--- Exercise objective ---
When you retype the listing, keep every word exactly as it appears.

++++++++++

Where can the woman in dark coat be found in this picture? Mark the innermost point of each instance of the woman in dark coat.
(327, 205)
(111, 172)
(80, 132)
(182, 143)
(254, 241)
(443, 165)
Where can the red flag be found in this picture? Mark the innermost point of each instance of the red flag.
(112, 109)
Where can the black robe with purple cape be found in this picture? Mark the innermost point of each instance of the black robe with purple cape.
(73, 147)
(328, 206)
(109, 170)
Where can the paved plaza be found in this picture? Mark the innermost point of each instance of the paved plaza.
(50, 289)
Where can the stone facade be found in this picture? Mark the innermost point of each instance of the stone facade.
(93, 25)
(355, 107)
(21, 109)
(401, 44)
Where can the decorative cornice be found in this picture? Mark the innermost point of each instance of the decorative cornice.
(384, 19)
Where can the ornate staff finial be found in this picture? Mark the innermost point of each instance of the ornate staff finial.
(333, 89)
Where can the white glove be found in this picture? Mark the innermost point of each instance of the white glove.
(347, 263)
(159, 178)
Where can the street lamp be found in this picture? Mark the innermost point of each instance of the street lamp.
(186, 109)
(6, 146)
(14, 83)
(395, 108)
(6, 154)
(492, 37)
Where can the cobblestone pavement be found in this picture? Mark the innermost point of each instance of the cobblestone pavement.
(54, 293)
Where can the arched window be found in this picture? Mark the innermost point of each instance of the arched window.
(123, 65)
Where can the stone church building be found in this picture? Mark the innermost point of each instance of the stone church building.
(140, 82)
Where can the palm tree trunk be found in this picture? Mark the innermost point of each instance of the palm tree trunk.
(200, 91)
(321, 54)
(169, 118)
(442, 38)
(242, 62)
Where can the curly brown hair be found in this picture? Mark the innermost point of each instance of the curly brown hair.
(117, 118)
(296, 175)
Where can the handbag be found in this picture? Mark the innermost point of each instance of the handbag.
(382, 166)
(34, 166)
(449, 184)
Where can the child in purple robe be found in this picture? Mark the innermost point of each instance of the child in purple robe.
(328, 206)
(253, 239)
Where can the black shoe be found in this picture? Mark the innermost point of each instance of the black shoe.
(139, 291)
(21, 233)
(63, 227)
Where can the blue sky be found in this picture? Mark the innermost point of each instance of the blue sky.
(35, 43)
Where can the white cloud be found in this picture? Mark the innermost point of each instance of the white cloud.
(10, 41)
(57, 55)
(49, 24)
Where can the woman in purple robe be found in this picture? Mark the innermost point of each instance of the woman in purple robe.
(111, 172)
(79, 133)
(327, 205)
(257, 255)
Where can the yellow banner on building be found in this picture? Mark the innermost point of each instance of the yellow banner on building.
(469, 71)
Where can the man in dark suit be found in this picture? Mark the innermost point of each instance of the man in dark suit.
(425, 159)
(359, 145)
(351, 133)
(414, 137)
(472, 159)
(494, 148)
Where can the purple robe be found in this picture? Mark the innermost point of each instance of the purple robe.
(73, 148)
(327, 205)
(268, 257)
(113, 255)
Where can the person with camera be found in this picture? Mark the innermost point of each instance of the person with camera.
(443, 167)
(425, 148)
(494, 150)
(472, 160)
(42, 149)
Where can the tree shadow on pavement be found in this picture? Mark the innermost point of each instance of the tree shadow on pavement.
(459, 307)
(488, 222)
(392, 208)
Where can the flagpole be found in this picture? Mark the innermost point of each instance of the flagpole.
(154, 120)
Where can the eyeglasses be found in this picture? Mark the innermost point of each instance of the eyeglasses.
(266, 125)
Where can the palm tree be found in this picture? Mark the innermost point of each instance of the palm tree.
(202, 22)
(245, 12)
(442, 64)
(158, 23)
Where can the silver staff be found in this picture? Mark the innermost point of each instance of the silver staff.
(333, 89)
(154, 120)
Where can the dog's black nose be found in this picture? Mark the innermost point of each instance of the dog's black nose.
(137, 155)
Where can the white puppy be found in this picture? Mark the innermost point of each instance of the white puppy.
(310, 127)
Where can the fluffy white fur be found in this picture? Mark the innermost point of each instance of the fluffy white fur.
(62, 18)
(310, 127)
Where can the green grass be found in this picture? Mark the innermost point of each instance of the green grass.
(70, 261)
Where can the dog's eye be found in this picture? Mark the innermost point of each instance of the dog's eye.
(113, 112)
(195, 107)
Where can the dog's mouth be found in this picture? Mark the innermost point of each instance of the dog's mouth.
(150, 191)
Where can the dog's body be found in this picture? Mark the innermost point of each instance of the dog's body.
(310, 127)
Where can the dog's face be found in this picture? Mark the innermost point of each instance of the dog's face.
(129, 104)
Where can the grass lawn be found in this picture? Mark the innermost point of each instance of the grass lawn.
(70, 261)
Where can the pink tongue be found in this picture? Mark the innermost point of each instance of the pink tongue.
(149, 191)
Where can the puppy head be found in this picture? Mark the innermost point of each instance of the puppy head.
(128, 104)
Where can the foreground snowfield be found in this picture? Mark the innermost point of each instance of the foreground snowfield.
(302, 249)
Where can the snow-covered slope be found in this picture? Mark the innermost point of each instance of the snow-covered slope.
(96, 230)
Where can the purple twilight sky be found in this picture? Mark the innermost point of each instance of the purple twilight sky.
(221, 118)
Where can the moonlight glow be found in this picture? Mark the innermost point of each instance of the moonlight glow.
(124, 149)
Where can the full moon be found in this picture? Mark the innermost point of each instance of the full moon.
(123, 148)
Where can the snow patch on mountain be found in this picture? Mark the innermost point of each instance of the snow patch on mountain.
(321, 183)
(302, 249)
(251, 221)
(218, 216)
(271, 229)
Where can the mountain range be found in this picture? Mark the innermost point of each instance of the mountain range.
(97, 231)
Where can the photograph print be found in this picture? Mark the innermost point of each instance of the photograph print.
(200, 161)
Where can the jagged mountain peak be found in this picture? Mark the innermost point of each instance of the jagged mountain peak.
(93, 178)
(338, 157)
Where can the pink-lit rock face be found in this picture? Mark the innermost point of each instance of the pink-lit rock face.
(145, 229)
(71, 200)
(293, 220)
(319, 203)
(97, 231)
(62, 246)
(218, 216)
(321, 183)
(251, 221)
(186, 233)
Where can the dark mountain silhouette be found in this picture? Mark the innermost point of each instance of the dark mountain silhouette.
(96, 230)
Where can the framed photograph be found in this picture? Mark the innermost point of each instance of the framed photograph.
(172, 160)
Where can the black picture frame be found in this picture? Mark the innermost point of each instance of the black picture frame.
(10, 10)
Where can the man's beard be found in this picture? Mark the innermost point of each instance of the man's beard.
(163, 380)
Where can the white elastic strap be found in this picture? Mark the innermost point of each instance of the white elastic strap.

++++++++++

--- Result of this task ---
Where can the woman in dark coat be found in this picture? Mark the innermost point of each instance of the woman in dark coat.
(327, 205)
(111, 172)
(80, 132)
(182, 143)
(254, 241)
(443, 165)
Where can the red flag be found in this picture? Mark the innermost point of each instance of the red flag.
(112, 109)
Where can the black robe with purple cape be found in this picture? Mark the innermost point of each instance of the black robe with purple cape.
(73, 147)
(328, 206)
(109, 170)
Where can the paved plaza be found in this picture? Mark the innermost point of each instance of the paved plaza.
(50, 289)
Where can the stone facade be found in this picture? Mark the innermost point of each instance of the stone facade.
(93, 25)
(355, 107)
(21, 109)
(401, 44)
Where can the decorative cornice be found in this picture? Mark the innermost point of each instance of the decorative cornice.
(384, 19)
Where can the ornate staff finial be found in this picture? Mark the innermost point of each instance of the ornate staff finial.
(333, 89)
Where can the white glove be found in this picture? Mark the innermost point of each instance of the white glove.
(347, 263)
(159, 178)
Where can the street lamp be found in this picture? Mark the innermost point of each instance of the street lamp.
(186, 109)
(6, 146)
(14, 83)
(395, 108)
(6, 154)
(492, 37)
Where can the cobblestone pavement be found in this picture? Mark the innermost point of each instance of the cobblestone pavement.
(54, 293)
Where can the arched window be found in this picture? Mark the innermost point of each instance of the arched window.
(123, 65)
Where can the stone church building be found in this picture? Mark the innermost point of each instance of the stone church building.
(140, 82)
Where can the palm tree trunk be found in this picture? Mark the innermost point of each instance of the palm tree trunk.
(200, 91)
(321, 54)
(169, 118)
(442, 38)
(242, 62)
Where can the curly brown hair be found in this picture? Mark the innermost point of each instance of the curly brown hair.
(117, 118)
(296, 175)
Where can the handbag be found in this picture? Mark the innermost point of each instance of the handbag.
(382, 166)
(34, 166)
(449, 184)
Where can the child in purple robe be found in this picture? Mark the innermost point of each instance of the child in purple robe.
(328, 206)
(253, 239)
Where can the black shoe be found in this picture? Mark the innermost point of each instance of the black shoe.
(139, 291)
(21, 233)
(63, 227)
Where can the blue sky be found in this picture? Mark the innermost point of each instance of the blue sky.
(35, 43)
Where can the white cloud be found in this picture? Mark the innermost point of each instance of the white cloud.
(10, 41)
(57, 55)
(49, 24)
Where can the woman in purple robe be found in this picture? Mark the innermost point of each instance of the woman in purple robe.
(111, 172)
(79, 133)
(327, 205)
(257, 255)
Where can the yellow banner on building be found in this picture? Mark the innermost point of each instance of the yellow banner on building.
(469, 71)
Where can the man in dark suit be found in this picture? Mark the innermost point of each instance of the man in dark suit.
(425, 159)
(359, 145)
(351, 133)
(414, 137)
(472, 159)
(494, 148)
Where can the purple robe be found in this picture? Mark the innermost point of each instance of the purple robe.
(73, 148)
(327, 205)
(268, 257)
(113, 255)
Where can the person with camera be found in this picture? Mark the innermost point of each instance of the person with camera.
(443, 167)
(425, 148)
(494, 150)
(472, 160)
(42, 149)
Where can the tree shadow on pavement be found in this picture? Mark the innermost point of each instance of the tree shadow on pavement.
(459, 307)
(488, 222)
(392, 208)
Where can the flagpole be found in this picture? Mark the innermost point of each instance of the flagpole.
(154, 120)
Where can the eyeglasses be found in this picture? Mark the innermost point of each instance of the eyeglasses.
(266, 125)
Where can the palm tree be found in this picture? Mark the innermost point of each instance of the palm tree.
(202, 22)
(245, 12)
(442, 64)
(158, 23)
Where can the silver staff be found in this picture? Mark the innermost point of each instance of the silver staff.
(333, 89)
(154, 120)
Where can the dog's black nose be found in this picture? Mark the innermost point of each instance of the dog's black nose.
(137, 155)
Where can the white puppy be found in this picture? Mark the innermost point of each instance of the white puppy.
(310, 127)
Where can the fluffy white fur be found in this picture? Mark the innermost point of each instance of the fluffy white fur.
(62, 18)
(310, 127)
Where can the green grass be found in this picture? Mark the innermost point of each instance of the green grass.
(70, 261)
Where can the dog's eye be found in this picture? Mark the innermost point of each instance of the dog's eye.
(113, 112)
(195, 107)
Where can the dog's mouth be found in this picture? Mark the innermost point of each instance of the dog's mouth.
(150, 191)
Where can the dog's body be found in this picture? Mark the innermost point of each instance of the dog's body.
(310, 127)
Where can the dog's face be found in this picture? Mark the innermost point of each instance of the dog's face.
(129, 104)
Where can the grass lawn be found in this picture? Mark the innermost point of each instance of the grass lawn.
(70, 261)
Where can the pink tongue be found in this picture? Mark the innermost point of each instance of the pink tongue.
(149, 191)
Where can the puppy head be found in this picture? Mark the innermost point of each instance of the puppy head.
(128, 104)
Where can the foreground snowfield be found in this picture? Mark the innermost point of each instance of the foreground snowfield.
(302, 249)
Where can the snow-covered slope be found in this picture? Mark the innermost point of each instance of the snow-covered slope.
(96, 230)
Where can the purple twilight sky be found in this picture? Mark the innermost point of each instance of the purple twilight sky.
(221, 118)
Where can the moonlight glow be found in this picture? Mark the innermost point of each instance of the moonlight glow.
(124, 149)
Where can the full moon be found in this picture? Mark the innermost point of each instance of the full moon.
(123, 148)
Where can the snow patch on mountain be found in this picture? Mark the innermost point of each instance of the snow patch on mountain.
(321, 183)
(302, 249)
(251, 221)
(218, 216)
(271, 229)
Where can the mountain range be found in this picture? Mark the innermost point of each instance of the mountain range.
(97, 231)
Where can the photograph print be found in this picture? Mark the innermost point of each instance of the photograph print.
(200, 161)
Where can the jagged mountain peak be found in this picture? Mark the innermost point of each instance of the jagged mountain peak.
(93, 178)
(338, 157)
Where can the pink-lit rock face be found in this picture? Mark the innermost point of each instance of the pink-lit rock face.
(145, 229)
(71, 200)
(293, 220)
(319, 203)
(97, 231)
(62, 246)
(218, 216)
(321, 183)
(251, 221)
(186, 233)
Where can the dark mountain silhouette be found in this picture? Mark the innermost point of each instance of the dark mountain silhouette.
(96, 230)
Where can the framed photograph be found in this picture? Mark the innermost point of each instance of the framed photograph.
(172, 160)
Where can the black picture frame be found in this picture? Mark the innermost point of each instance of the black picture frame.
(10, 10)
Where can the man's beard be found in this picture? Mark the innermost point of each instance of the man's beard.
(163, 380)
Where can the white elastic strap be found in this picture? Mark the innermost point of each instance of the white elastic strap.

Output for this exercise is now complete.